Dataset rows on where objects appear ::
....

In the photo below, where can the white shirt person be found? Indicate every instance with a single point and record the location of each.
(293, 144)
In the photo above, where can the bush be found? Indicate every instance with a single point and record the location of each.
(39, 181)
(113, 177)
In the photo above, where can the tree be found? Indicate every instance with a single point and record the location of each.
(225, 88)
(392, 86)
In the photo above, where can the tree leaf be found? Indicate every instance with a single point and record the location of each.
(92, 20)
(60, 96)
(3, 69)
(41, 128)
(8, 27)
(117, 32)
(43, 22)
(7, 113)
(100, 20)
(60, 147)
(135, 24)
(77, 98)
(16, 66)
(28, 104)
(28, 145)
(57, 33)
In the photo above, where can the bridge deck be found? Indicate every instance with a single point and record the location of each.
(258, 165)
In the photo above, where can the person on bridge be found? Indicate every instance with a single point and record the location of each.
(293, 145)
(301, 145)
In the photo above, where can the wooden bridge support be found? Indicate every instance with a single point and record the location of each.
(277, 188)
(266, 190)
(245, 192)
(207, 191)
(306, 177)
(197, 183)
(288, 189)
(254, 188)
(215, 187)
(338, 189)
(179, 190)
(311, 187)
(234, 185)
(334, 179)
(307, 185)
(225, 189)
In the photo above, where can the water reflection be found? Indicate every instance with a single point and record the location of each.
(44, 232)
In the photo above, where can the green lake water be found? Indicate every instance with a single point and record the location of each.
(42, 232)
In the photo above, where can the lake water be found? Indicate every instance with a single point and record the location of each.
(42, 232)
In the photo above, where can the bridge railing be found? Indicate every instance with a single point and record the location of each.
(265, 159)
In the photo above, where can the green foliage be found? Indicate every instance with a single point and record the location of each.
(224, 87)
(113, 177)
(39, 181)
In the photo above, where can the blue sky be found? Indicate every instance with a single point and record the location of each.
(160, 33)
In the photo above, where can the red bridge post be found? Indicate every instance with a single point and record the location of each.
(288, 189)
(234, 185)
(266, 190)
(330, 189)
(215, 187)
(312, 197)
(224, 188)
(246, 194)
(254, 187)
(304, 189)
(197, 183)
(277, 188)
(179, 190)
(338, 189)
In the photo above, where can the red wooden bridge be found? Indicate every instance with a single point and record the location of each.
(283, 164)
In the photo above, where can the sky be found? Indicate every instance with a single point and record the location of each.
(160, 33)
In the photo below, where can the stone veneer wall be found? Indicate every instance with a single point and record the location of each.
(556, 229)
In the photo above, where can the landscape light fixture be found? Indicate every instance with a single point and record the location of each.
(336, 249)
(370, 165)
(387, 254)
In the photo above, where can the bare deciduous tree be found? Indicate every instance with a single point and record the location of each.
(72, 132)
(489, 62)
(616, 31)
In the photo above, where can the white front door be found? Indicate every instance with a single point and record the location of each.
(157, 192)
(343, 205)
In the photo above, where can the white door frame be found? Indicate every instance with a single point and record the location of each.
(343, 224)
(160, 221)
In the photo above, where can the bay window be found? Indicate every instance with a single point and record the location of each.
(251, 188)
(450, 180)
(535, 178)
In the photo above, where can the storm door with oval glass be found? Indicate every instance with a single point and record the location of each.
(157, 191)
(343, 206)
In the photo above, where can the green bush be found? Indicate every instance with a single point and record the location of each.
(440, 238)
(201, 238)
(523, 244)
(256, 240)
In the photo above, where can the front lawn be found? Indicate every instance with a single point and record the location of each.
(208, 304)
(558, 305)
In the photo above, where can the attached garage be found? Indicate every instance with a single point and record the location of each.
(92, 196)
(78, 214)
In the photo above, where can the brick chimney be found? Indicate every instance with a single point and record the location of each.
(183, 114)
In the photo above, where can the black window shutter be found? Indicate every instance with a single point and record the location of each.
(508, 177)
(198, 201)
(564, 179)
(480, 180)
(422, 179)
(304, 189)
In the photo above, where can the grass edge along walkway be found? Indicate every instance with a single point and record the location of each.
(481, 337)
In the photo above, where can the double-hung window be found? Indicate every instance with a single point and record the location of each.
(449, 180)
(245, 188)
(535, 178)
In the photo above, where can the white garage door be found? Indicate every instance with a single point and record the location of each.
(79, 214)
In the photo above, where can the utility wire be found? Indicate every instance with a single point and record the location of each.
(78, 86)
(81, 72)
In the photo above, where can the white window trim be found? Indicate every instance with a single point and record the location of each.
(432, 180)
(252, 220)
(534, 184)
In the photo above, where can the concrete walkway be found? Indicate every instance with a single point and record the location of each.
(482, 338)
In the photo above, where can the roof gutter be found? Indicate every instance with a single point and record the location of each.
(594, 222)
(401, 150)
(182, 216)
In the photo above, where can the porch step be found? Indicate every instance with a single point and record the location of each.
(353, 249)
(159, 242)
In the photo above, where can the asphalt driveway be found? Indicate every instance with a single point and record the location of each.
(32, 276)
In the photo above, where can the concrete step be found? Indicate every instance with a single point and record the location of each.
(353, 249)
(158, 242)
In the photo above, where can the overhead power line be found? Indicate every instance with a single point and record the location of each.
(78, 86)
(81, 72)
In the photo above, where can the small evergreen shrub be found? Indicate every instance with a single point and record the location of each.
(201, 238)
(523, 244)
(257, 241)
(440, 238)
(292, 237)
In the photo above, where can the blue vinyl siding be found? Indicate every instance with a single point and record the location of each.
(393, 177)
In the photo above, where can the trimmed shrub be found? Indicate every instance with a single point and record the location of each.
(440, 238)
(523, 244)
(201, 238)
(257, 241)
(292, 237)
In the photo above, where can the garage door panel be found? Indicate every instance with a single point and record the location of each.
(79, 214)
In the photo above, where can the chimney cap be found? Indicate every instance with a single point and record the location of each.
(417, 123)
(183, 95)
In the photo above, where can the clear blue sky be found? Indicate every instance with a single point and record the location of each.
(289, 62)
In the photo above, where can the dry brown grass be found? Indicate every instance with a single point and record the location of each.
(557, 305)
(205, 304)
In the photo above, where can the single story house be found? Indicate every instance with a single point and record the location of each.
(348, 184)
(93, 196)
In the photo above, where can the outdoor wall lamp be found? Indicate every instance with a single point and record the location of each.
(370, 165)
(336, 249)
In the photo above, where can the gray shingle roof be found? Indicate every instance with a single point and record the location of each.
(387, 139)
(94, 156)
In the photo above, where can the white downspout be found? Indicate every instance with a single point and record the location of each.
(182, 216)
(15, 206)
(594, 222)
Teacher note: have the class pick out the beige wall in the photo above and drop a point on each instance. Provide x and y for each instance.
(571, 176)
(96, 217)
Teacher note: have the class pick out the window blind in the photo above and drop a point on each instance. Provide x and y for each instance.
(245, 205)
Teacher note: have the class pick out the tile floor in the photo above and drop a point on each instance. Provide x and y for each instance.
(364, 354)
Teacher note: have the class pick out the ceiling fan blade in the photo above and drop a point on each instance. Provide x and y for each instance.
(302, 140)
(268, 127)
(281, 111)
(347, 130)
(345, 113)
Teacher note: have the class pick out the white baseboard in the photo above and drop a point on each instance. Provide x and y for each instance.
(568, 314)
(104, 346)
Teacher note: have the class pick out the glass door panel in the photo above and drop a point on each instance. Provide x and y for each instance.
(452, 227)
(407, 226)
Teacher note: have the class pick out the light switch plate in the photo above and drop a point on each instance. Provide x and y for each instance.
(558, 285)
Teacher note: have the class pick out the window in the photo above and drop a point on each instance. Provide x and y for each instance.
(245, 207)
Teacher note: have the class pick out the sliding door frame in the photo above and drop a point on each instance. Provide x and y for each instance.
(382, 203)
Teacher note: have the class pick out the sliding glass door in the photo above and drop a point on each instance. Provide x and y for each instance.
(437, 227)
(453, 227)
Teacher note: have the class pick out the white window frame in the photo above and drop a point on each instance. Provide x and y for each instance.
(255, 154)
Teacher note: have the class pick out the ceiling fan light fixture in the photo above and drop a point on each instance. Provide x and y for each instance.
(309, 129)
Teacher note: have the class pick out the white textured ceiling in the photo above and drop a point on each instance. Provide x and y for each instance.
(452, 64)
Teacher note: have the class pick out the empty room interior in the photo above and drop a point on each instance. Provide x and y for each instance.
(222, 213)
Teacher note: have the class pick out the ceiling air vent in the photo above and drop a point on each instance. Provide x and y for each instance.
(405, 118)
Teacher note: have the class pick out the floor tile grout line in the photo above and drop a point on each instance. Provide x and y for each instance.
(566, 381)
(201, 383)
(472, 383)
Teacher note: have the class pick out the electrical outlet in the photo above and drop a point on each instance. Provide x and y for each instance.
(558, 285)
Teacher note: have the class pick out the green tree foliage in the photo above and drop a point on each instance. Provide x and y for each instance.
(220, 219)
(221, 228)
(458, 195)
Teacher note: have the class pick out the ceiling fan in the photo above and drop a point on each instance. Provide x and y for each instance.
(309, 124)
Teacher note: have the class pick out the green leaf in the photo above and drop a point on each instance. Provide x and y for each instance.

....

EXERCISE BRIEF ::
Quote verbatim the line containing "Teacher note: have the class pick out the electrical" and every line after it through the end of the records above.

EXERCISE SOLUTION ::
Teacher note: have the class pick out the electrical outlet in the photo above and drop a point on each instance. Provide x and y for each instance.
(558, 285)
Teacher note: have the class pick out the green tree foliage in the photo above and drop a point on each instance. Provide x and y for each instance.
(220, 219)
(221, 228)
(458, 195)
Teacher note: have the class pick out the ceiling fan in the photo above and drop a point on each instance. Provide x and y for each instance.
(309, 124)
Teacher note: have the class pick out the green leaf in the photo above and drop a point on each instance. Provide x and y for each instance.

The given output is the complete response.